* [Goal of the exercise]
Reproduce the following records, substituting "coarse mask" for every occurrence of "rough mask" and leaving everything else unchanged.

(Dataset records)
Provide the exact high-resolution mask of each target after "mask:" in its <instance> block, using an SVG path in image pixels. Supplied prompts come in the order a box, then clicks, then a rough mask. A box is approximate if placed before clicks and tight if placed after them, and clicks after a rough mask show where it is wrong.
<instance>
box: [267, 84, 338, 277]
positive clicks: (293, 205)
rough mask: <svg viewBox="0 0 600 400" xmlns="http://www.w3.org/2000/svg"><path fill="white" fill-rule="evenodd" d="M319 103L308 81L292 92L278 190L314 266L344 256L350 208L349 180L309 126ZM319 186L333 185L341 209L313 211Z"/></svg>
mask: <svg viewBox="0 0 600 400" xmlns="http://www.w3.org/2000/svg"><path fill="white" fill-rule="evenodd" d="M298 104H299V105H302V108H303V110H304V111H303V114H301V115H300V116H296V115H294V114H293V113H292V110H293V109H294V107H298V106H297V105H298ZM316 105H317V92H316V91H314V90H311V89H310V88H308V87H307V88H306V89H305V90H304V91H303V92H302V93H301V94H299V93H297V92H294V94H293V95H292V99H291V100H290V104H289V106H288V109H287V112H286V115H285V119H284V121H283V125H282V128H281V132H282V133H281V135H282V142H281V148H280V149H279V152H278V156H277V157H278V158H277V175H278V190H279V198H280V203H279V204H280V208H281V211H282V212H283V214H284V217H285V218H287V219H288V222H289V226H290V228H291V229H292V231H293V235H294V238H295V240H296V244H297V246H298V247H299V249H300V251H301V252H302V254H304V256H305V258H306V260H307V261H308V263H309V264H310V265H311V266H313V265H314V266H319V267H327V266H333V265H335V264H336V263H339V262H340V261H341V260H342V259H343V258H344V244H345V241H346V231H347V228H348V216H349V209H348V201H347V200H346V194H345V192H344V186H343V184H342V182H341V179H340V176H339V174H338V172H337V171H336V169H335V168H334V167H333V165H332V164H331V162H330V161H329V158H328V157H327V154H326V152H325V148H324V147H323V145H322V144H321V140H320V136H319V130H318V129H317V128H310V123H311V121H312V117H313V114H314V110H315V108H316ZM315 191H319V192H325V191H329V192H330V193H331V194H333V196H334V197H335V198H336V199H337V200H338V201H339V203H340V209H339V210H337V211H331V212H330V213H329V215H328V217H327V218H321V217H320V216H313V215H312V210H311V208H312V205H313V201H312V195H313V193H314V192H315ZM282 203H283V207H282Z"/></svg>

* [Answer space]
Provide the exact high-resolution mask of each target after "mask:" in its <instance> block, using an SVG path in image pixels. Supplied prompts come in the order a box, then clicks, then a coarse mask. A box is approximate if placed before clicks and tight if placed after them, and clicks after a coarse mask show where it is wrong.
<instance>
box: [267, 84, 338, 277]
positive clicks: (293, 205)
coarse mask: <svg viewBox="0 0 600 400" xmlns="http://www.w3.org/2000/svg"><path fill="white" fill-rule="evenodd" d="M319 103L308 81L292 92L278 190L314 266L344 256L350 208L349 180L309 126ZM319 186L333 185L341 209L313 211Z"/></svg>
mask: <svg viewBox="0 0 600 400" xmlns="http://www.w3.org/2000/svg"><path fill="white" fill-rule="evenodd" d="M298 104H299V105H302V108H303V110H304V111H303V114H301V115H300V116H296V115H294V114H293V113H292V110H293V109H294V107H298V106H297V105H298ZM316 105H317V92H316V91H314V90H311V89H310V88H308V87H307V88H306V89H305V90H304V91H303V92H302V93H301V94H299V93H297V92H294V94H293V95H292V99H291V100H290V104H289V106H288V109H287V112H286V115H285V119H284V121H283V125H282V128H281V132H282V133H281V135H282V142H281V148H280V149H279V152H278V156H277V157H278V158H277V175H278V190H279V198H280V203H279V204H280V208H281V211H282V212H283V214H284V217H285V218H287V219H288V222H289V226H290V228H291V229H292V231H293V235H294V238H295V240H296V244H297V246H298V247H299V249H300V251H301V252H302V254H304V256H305V258H306V260H307V261H308V263H309V264H310V265H311V266H313V265H314V266H319V267H327V266H333V265H335V264H336V263H339V262H340V261H341V260H342V259H343V258H344V244H345V241H346V231H347V228H348V216H349V209H348V201H347V200H346V194H345V192H344V186H343V184H342V182H341V179H340V176H339V174H338V172H337V171H336V169H335V168H334V167H333V165H332V164H331V162H330V161H329V158H328V157H327V154H326V152H325V148H324V147H323V145H322V144H321V140H320V136H319V130H318V129H317V128H310V123H311V121H312V117H313V114H314V110H315V108H316ZM315 191H319V192H325V191H329V192H330V193H331V194H333V196H334V197H335V198H336V199H337V200H338V201H339V203H340V209H339V210H337V211H331V212H330V213H329V215H328V217H327V218H321V217H320V216H313V215H312V210H311V208H312V205H313V201H312V195H313V193H314V192H315ZM282 203H283V207H282Z"/></svg>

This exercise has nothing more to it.